_EXERCISE_. Leave out the pictures, and retype the remaining data exactly.

_STORED DATA_.

Segment Open

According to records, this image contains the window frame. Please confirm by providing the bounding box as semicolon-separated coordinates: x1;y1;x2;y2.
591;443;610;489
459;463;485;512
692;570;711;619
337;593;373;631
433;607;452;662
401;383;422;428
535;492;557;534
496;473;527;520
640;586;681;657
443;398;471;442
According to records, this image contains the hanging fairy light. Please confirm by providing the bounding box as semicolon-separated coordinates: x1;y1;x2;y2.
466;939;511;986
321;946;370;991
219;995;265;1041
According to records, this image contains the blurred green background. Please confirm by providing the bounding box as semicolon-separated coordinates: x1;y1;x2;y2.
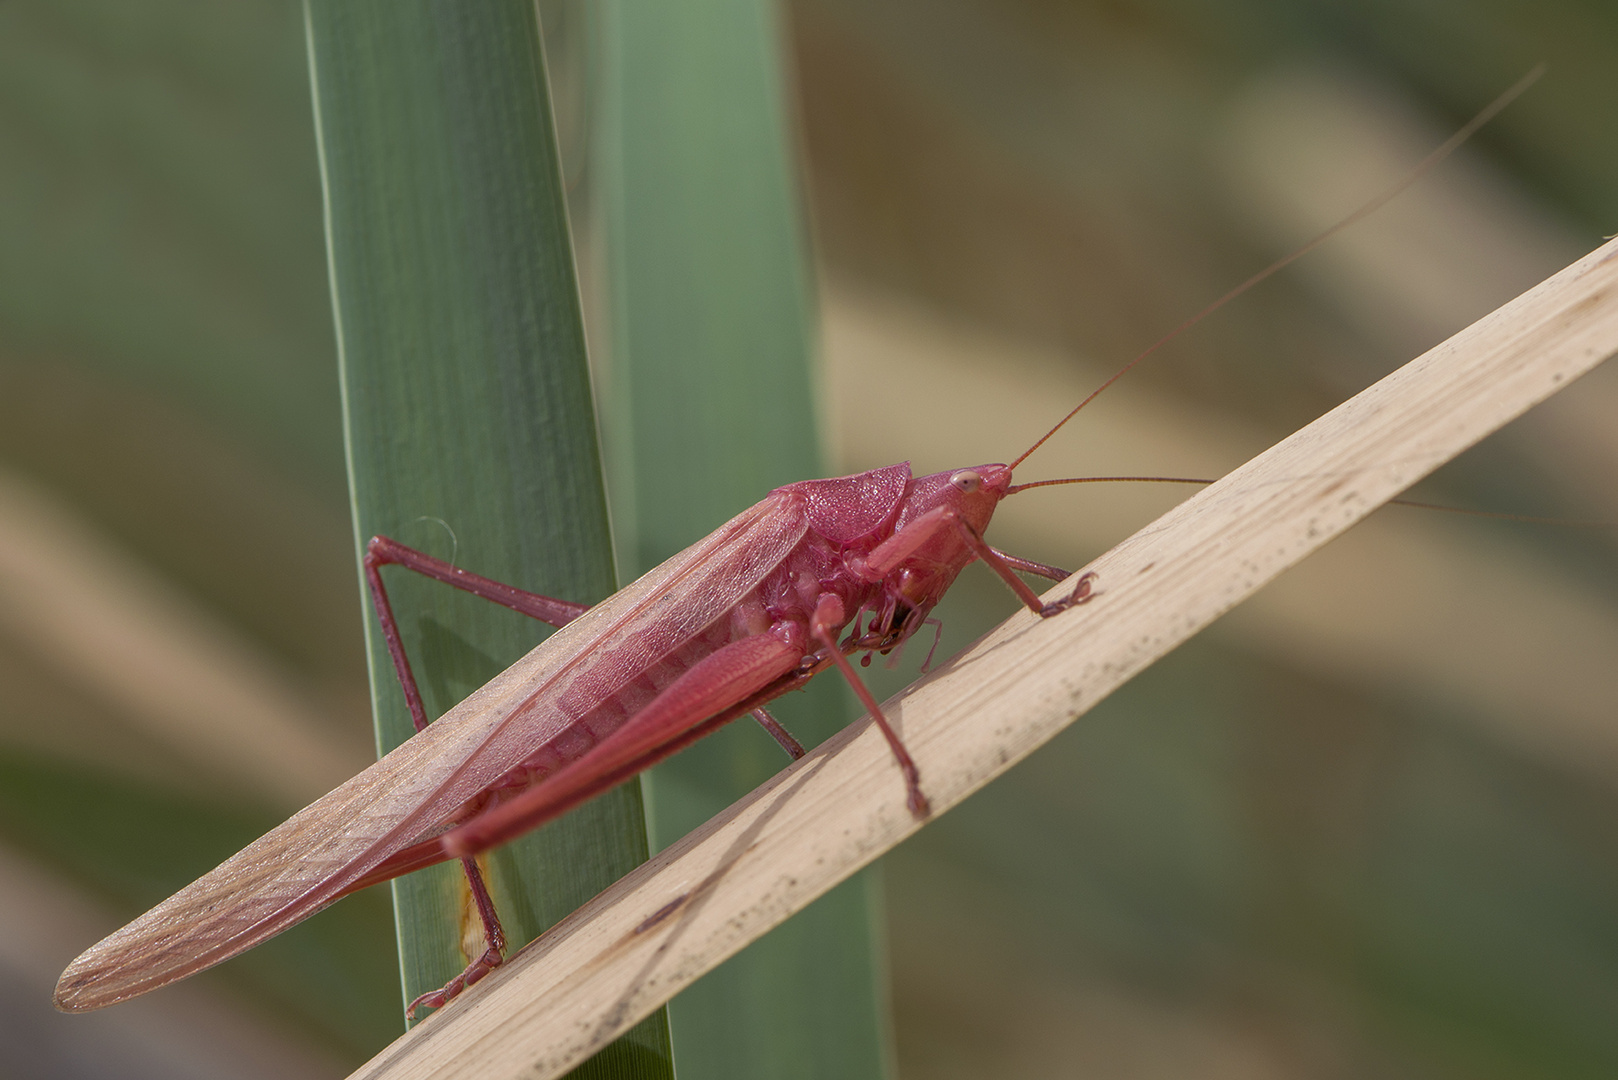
0;1;1615;1077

Segment Closed

_TASK ANSWER_.
According to records, this image contains the window frame. Please confirm by providing the bounding box as semicolon-separated coordinates: x1;y1;x2;y2.
591;443;610;489
459;463;485;512
692;570;711;619
337;593;373;631
433;607;452;662
401;383;422;428
535;492;557;534
496;473;527;520
640;586;681;657
443;398;471;442
According to records, this image contains the hanging fairy light. Please confirm by providing the bounding box as semicolon-separated coordinates: x1;y1;x2;y2.
466;939;511;986
321;946;370;991
219;995;265;1041
According to records, this image contains the blurred green background. Please confirm by providing the bounding box as semicolon-separated coordinates: x1;y1;x2;y2.
0;1;1615;1077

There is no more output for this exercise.